Não há nada de errado nesse sentimento, claro. É muito legal acompanhar essas histórias de vitórias daqueles que, aparentemente, não tinham chance alguma. Eu gosto, confesso. Também torço para o mais fraco em muitos casos.

O que não dá para ignorar, porém, é que histórias como as de Yuki ou de Davi são raras justamente porque a competição – e a vida é, em si, uma grande competição em todos os campos – leva à vitória aqueles que se prepararam de forma árdua e dedicada durante muito tempo. Claro, em algumas situações, como no caso da aprovação em um vestibular, conta muito ter tido uma boa estrutura por trás. Mas, isso não tira o mérito dos vencedores habituais em quase todas as competições da vida, já que, na maioria esmagadora delas, vence quem derramou muito suor e lágrimas antes, não quem, por um golpe de sorte ou de astúcia, foi lá e levou o prêmio maior, sem ter treinado de forma tão sofrida quanto os demais.

Enfim, torcemos para o mais fraco, mas o fato é que a justiça, quase sempre, está na vitória dos vencedores habituais, dos quenianos que treinam incansavelmente ou dos times de futebol que formam um elenco com jogadores altamente dedicados e capacitados. Essa é a realidade. Claro, realidade que não nos impede de continuar nos deleitando com histórias inusitadas de gente, aparentemente como a gente, que vence a Maratona de Boston. Dá-lhe Yuki!

## SOLICITAÇÃO
Transcreva do texto sobre a torcida pelo mais fraco o trecho entre "Não há nada" e "em muitos casos.", inclusive.

## DADOS FORNECIDOS
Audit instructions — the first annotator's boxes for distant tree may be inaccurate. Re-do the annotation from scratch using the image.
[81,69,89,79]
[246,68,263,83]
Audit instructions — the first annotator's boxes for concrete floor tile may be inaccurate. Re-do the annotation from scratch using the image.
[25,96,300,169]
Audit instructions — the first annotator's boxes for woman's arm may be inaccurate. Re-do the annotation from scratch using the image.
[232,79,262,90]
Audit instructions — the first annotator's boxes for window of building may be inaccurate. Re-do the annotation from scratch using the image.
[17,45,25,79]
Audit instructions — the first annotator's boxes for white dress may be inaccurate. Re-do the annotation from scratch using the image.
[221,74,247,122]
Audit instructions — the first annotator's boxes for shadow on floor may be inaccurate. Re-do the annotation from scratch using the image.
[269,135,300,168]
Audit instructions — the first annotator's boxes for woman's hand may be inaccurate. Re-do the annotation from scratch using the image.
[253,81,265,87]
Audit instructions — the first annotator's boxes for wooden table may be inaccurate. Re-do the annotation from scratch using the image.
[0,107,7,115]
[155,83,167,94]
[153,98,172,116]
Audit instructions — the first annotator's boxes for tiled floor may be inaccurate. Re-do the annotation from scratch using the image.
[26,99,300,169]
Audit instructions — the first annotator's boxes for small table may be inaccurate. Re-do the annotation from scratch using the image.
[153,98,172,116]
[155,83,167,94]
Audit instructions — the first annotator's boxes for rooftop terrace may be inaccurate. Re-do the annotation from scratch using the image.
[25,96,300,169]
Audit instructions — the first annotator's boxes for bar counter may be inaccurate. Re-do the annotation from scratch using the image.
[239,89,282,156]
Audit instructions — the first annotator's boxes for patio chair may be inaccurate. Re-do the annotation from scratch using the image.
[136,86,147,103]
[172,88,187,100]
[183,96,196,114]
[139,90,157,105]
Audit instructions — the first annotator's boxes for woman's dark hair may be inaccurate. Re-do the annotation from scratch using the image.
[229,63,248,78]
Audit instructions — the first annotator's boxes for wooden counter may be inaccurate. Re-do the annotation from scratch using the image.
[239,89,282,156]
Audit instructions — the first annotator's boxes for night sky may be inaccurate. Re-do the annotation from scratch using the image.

## RESULTADO DO EXERCÍCIO
Não há nada de errado nesse sentimento, claro. É muito legal acompanhar essas histórias de vitórias daqueles que, aparentemente, não tinham chance alguma. Eu gosto, confesso. Também torço para o mais fraco em muitos casos.